» Exercise goal
In the entries below, how many lines contain the string "bowl"? Give the number by itself.

» Data shown
::::
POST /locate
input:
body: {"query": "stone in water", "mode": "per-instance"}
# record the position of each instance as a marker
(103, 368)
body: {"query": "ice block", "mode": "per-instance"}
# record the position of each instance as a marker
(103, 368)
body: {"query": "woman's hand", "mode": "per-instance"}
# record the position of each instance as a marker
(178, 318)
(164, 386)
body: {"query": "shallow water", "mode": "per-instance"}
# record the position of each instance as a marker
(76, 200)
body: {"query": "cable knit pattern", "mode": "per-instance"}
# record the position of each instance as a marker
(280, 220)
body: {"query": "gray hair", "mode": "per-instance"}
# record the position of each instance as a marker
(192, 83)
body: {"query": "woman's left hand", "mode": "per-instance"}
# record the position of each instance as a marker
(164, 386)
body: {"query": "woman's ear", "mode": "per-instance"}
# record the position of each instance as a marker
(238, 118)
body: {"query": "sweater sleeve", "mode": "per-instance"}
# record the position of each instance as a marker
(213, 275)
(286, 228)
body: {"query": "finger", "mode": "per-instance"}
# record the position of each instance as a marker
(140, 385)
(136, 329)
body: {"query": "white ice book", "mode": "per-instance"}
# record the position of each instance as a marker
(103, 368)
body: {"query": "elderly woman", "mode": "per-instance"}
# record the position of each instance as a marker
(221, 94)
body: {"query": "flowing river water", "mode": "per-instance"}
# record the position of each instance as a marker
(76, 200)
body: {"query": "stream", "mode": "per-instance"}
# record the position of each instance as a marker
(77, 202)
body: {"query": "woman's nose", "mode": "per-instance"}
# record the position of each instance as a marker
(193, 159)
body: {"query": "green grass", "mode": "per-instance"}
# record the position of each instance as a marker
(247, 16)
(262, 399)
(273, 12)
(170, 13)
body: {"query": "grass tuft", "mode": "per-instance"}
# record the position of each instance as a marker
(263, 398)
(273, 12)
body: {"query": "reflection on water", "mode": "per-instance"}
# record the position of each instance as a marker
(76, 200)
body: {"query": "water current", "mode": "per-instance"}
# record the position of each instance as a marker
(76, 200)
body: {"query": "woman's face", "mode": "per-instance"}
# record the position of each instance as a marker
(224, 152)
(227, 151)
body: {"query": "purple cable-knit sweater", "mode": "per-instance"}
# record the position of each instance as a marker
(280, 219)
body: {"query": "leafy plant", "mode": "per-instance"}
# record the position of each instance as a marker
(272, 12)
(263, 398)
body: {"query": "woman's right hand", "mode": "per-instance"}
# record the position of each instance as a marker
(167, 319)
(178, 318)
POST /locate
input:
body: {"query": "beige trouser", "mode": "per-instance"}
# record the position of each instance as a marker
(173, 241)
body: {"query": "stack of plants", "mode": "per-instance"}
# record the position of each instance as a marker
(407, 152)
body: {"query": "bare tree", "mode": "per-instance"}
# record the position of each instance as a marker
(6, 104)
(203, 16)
::::
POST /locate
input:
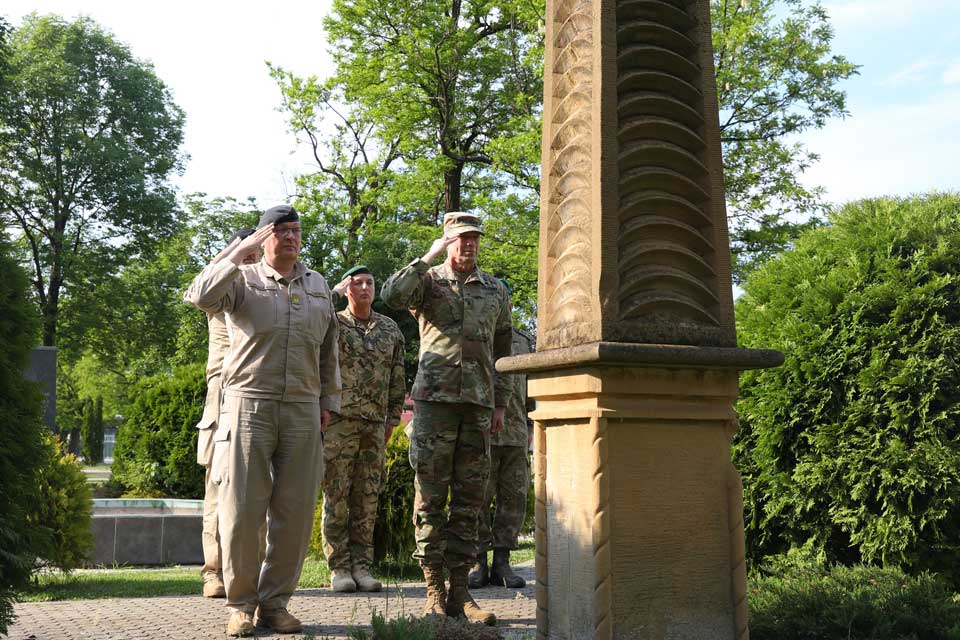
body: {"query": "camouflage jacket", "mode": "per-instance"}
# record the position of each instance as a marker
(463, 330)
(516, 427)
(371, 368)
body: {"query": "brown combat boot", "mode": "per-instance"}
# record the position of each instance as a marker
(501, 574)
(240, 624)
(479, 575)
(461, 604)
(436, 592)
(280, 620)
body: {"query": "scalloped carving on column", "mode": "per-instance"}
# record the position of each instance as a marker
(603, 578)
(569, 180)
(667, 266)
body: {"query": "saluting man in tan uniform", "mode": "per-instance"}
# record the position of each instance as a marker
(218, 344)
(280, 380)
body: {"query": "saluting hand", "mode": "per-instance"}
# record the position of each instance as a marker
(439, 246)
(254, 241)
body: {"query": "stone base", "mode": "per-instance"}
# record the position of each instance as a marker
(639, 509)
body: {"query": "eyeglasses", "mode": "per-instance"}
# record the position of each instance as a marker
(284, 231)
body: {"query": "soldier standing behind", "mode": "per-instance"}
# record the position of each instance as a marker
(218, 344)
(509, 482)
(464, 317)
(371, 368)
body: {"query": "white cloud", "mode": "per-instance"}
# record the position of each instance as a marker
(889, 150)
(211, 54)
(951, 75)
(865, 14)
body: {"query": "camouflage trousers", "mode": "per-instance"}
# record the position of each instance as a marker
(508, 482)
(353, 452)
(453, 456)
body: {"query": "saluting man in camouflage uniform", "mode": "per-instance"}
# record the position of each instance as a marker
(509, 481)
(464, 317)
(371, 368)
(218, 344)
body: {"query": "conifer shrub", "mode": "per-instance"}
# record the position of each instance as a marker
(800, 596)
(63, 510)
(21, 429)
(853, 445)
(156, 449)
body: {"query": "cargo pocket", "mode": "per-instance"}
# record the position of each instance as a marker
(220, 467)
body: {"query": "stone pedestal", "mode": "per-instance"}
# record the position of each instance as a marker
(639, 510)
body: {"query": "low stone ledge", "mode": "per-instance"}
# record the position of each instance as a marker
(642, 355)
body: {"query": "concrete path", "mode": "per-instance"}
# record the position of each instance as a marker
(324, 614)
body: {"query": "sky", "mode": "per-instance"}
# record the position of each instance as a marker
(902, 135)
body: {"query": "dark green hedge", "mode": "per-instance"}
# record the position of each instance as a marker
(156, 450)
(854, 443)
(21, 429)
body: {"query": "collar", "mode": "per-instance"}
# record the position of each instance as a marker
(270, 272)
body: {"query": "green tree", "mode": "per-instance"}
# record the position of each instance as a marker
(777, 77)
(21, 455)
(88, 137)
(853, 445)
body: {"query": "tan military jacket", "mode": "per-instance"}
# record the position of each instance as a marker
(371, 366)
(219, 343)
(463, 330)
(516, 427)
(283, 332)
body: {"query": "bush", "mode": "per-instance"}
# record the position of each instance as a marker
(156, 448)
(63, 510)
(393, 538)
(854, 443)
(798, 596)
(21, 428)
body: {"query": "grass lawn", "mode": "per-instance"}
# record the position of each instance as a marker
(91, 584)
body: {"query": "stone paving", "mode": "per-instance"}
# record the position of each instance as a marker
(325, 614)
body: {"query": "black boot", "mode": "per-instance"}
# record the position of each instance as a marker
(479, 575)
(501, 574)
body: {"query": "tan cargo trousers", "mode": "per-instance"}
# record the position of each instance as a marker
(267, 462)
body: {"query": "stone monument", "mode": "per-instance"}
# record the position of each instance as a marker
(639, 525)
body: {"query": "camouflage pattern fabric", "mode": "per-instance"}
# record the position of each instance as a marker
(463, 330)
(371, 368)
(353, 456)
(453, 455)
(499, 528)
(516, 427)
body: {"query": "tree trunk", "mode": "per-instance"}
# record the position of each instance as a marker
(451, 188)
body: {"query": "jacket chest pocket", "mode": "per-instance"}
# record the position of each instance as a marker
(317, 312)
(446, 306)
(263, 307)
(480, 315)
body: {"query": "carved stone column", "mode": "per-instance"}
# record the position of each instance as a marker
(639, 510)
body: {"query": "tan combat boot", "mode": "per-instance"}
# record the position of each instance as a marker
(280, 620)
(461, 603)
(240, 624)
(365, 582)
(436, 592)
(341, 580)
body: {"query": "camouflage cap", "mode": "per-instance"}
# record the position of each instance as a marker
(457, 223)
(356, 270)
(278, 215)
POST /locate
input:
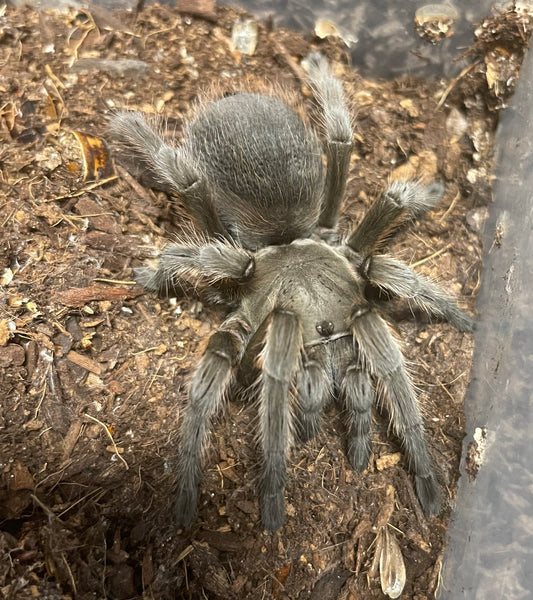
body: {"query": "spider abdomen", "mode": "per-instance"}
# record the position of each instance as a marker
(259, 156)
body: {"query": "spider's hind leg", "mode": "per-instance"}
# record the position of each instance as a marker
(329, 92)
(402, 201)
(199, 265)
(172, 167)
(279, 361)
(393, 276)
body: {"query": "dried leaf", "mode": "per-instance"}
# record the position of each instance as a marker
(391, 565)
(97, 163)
::::
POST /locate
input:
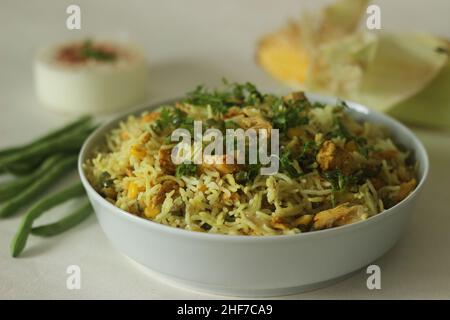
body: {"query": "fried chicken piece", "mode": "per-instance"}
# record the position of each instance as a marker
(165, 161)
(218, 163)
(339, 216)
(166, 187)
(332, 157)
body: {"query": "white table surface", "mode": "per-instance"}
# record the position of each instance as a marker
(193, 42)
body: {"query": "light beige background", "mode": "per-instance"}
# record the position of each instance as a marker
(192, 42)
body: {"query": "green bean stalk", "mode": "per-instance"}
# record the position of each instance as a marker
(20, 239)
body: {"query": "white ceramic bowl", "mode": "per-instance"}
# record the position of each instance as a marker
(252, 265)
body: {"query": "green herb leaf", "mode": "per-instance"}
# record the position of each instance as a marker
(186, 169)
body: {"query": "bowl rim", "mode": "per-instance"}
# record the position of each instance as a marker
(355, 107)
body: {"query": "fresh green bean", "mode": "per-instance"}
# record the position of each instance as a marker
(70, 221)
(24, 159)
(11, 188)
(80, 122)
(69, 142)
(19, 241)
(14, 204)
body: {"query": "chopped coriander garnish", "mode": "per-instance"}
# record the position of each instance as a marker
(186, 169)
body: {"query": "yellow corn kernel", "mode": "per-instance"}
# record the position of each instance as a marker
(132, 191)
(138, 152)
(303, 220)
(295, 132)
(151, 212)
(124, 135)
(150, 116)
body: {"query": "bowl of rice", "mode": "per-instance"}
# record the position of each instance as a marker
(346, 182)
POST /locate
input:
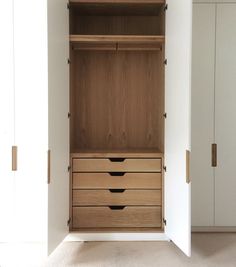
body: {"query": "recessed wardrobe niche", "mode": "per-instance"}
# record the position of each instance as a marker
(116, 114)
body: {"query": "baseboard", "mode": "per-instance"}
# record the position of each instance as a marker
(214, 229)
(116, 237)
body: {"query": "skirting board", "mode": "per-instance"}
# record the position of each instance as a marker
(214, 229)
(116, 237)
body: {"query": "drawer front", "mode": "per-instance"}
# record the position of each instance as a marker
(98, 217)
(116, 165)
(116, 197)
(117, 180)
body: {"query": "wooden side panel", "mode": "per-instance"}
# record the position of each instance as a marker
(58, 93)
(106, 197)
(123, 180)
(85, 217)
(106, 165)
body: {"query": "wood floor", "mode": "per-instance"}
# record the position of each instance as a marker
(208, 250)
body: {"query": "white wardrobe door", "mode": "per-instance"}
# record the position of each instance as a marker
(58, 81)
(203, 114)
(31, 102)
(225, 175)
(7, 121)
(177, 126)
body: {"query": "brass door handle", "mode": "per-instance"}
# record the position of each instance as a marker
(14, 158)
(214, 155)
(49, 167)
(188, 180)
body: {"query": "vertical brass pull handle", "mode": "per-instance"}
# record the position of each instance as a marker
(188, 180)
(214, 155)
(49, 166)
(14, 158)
::::
» Expected answer
3